____ Provided passage

How to create a custom dataset for machine translation

Question

How to create a custom dataset for machine translation

BabylenMagnus opened this issue 2 years ago · 4 comments

what to do if a phrase has several translations.
Will this dataset be correct?
train.src:

I like the color green.
I like the color green.

train.tgt

Мне нравится зелёный цвет.
Я люблю зелёный цвет.

how will the BLEU metric work on it?

Answer 1 · 2023-01-20T08:03:54.000Z

When you utilize it for training, you can create train.src and train.tgt by spliting them, just like what you do.
When validation and testing, BLEU supports to conduct the score with multiple refernece, you should write the unique in the valid/test.src and their corresponding translations with repr expressions in lists in valid/test.tgt. For example:

valid/test.src

abc
edf

valid/test.tgt

"['ABC', 'Abc']"
"['DEF', 'Def', 'DEf']"

The target translations may not need to be the same number.

________
____ Dataset

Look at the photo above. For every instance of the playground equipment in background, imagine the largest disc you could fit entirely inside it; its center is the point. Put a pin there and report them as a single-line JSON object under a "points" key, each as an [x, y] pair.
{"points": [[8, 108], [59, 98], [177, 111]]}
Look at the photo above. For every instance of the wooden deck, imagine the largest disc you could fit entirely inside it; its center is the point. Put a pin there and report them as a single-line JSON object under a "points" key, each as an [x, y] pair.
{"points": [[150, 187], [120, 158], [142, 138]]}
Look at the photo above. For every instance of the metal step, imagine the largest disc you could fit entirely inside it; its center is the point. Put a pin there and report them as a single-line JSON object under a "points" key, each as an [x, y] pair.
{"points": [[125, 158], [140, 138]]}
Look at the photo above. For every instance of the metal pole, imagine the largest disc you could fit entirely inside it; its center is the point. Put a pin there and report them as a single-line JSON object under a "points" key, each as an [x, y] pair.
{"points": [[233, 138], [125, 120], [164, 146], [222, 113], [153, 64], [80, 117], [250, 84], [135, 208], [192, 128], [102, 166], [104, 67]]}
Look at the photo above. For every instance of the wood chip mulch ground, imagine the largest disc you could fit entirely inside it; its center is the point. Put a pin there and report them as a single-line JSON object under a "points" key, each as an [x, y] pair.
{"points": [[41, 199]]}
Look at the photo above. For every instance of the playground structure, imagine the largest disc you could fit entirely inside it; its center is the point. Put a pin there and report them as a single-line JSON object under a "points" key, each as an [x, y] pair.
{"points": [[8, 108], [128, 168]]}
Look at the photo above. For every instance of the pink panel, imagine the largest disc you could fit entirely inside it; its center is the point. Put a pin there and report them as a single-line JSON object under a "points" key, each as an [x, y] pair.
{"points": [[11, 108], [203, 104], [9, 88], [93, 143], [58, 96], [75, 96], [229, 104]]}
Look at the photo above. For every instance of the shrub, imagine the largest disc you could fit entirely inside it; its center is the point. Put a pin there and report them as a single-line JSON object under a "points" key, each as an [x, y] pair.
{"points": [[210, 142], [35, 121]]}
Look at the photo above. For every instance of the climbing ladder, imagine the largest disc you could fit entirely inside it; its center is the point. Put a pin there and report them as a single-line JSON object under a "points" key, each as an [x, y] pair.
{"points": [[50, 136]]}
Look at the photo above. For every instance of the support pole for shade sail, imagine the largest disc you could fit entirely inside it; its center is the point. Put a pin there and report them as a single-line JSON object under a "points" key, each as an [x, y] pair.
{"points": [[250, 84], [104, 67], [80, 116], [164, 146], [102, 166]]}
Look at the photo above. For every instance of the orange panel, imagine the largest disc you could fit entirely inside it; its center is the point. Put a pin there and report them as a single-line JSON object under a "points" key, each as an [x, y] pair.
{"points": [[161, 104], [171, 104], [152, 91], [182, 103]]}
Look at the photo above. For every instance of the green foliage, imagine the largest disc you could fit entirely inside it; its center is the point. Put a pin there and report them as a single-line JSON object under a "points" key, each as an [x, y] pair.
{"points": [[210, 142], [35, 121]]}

________

__What this exercise asks__.
1) Condense the paragraph of the machine translation dataset thread that begins "When validation and testing" into a short bulleted list that keeps its main facts.
2) In the machine translation dataset thread, what does BLEU support when validating and testing?
3) Continue the machine translation dataset thread from the point where it stops, without repeating anything already written.

__Per-task answers__.
1)
- For validation and testing, BLEU can score against multiple references.
- Put each unique source phrase in valid/test.src.
- In valid/test.tgt, give the matching translations as repr expressions of lists.

2) BLEU supports computing the score with multiple references.

3)
Answer 2 · 2023-01-20T10:56:13.000Z

Ok, thanks.
would it be correct to swap them?
valid/test.src

"['ABC', 'Abc']"
"['DEF', 'Def', 'DEf']"

valid/test.tgt

abc
edf

can I do it from config and not change the file extensions?
If I have dataset A->B, but need model B->A

Answer 3 · 2023-01-20T11:27:20.000Z

No, you cannot swap them as you showed. You need to split them one-by-one. It only supports one-to-one or one-to-many, rather than many-to-one.

If you have dataset A->B, but need model B->A. You need to create the dataset by yourself. Our config has not supported that.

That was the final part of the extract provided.